**Requirements:** Scale the listing from the line with "For the benchmark, mark every instance of the red roofed" to the line with "437], [545, 432]]", both included, by copying every line, requests too, and multiplying each x and y coordinate in the answers by 2.25, rounded to whole numbers with halves going up. Leave every number in the requests as it is, and give only these lines.

■ ■ ■ ■ ■

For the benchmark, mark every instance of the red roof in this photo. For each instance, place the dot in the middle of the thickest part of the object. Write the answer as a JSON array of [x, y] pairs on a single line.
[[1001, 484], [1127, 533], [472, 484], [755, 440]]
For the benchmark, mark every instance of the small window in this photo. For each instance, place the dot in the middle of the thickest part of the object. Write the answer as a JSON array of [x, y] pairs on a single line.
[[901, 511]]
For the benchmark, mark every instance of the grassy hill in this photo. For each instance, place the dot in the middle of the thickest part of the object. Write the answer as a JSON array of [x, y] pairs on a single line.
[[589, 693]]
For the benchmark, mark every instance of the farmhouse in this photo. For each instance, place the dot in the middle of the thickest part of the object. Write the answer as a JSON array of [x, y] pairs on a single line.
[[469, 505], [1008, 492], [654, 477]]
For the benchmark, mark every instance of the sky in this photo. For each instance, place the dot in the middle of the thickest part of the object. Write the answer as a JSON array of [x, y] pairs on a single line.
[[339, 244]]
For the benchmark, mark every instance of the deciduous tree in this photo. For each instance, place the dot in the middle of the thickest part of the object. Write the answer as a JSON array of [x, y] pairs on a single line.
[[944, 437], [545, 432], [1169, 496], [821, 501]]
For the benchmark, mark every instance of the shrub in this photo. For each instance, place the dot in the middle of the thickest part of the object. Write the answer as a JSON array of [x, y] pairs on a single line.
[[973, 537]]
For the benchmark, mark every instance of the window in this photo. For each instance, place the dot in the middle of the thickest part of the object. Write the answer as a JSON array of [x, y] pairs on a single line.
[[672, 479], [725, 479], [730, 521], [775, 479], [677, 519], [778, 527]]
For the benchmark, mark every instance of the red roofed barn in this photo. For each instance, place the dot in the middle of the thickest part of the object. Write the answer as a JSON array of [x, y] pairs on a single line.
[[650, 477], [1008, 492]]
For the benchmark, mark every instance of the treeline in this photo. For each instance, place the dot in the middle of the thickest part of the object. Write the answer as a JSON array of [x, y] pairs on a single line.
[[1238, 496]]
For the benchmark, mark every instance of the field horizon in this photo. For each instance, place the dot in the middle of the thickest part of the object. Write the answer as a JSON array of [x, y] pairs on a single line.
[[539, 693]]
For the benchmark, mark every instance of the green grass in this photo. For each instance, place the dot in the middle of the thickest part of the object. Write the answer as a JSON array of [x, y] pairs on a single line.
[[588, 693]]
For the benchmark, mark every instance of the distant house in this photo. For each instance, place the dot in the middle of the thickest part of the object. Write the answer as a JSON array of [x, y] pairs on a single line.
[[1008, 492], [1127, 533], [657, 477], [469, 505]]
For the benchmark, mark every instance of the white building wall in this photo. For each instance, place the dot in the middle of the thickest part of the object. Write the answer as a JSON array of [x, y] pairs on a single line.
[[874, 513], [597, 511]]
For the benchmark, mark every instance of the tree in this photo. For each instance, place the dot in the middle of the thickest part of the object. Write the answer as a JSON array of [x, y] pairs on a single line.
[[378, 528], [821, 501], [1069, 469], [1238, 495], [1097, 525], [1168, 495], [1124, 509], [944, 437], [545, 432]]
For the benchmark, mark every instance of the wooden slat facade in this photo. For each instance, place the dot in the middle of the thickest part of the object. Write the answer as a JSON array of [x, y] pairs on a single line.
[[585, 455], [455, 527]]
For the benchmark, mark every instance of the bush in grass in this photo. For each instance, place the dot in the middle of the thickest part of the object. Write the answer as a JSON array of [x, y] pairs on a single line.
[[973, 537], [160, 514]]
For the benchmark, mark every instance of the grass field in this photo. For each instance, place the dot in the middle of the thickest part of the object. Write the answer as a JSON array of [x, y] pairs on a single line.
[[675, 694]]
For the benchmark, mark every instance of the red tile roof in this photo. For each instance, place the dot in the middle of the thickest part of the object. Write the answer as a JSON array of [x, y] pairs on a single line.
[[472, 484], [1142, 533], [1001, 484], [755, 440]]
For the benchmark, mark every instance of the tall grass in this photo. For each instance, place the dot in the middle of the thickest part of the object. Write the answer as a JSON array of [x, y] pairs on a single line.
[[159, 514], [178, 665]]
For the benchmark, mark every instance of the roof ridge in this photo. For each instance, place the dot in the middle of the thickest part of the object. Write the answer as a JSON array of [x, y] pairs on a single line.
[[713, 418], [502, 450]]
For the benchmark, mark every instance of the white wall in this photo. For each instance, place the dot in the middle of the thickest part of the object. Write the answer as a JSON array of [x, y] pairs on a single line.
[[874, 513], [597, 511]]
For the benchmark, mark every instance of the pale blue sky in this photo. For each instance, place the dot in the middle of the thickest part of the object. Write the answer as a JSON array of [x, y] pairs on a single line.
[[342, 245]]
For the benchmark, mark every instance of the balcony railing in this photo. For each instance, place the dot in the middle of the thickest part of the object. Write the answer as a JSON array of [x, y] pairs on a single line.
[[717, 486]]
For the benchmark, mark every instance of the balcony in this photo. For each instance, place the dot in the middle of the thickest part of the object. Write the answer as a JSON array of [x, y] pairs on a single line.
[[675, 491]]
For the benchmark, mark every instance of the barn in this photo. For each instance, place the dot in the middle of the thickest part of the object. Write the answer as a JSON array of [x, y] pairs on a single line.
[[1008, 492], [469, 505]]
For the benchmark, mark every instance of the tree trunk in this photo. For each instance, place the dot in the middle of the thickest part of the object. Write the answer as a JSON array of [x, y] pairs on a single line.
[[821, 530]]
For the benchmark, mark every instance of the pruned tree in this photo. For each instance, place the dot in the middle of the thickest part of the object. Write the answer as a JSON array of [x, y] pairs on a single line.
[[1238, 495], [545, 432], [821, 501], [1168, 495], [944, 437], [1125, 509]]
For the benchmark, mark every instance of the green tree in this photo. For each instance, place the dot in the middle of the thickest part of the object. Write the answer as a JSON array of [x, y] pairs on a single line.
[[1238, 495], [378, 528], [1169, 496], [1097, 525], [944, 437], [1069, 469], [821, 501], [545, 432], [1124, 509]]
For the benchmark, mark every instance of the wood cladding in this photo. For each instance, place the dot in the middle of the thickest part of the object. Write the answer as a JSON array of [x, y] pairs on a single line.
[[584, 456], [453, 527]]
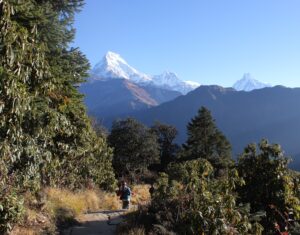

■ ■ ■ ■ ■

**Full answer:**
For the benchmark, mark every instance of the red roofed barn in this photo. For each instance, place the dot in the middle of the thickest part of the object. Write the answer as a JSON array of [x, y] pairs on a single line.
[[1463, 1073], [2268, 1107]]
For the benchmark, mark every instance of the treeline in this photo. For each instance, place the dot in the middle of the thickest part of the object. Write the answer as a JSON array of [x, y] pairs on a single line.
[[2786, 1116]]
For the benchmark, mark every instance of the field horizon in this photo. For each instance, place the dot in the middle of the thickest part of the object. Write the answer as a JSON array of [x, y] pairs on a single line.
[[1213, 1559]]
For the benchmark, mark every instance of the green grass in this photo. For each instance, place the dot in the middle of the thickest part of the object. Write the answer as a JSON array of [x, y] pairs on a single line.
[[1323, 1559]]
For the benchmark, mark every instance of the distant house in this photo. For each instance, place the dot in the middle of the thickest part of the object. Write the answer as a JSON array of [x, y] pairs on a single line.
[[2268, 1107], [2536, 1199], [1478, 1073], [1055, 1136]]
For the benchmark, mark every instance of the white building wall in this photo. For each instance, place the dot in the middle of the thickest part of the object. Write the answer as a JSON array of [x, y] pairs on a single line.
[[1967, 1154], [1343, 1150]]
For the benchmark, mark every instance of the tree in this photo. For each instance, place the dot in the middle of the thickest part of the object. Write the answer as a JSON array of [x, y] pairs on a single line.
[[851, 1188], [1847, 1127], [2405, 1055], [2786, 1114], [2468, 1181], [2628, 1114], [2529, 1145], [2124, 983], [1226, 972]]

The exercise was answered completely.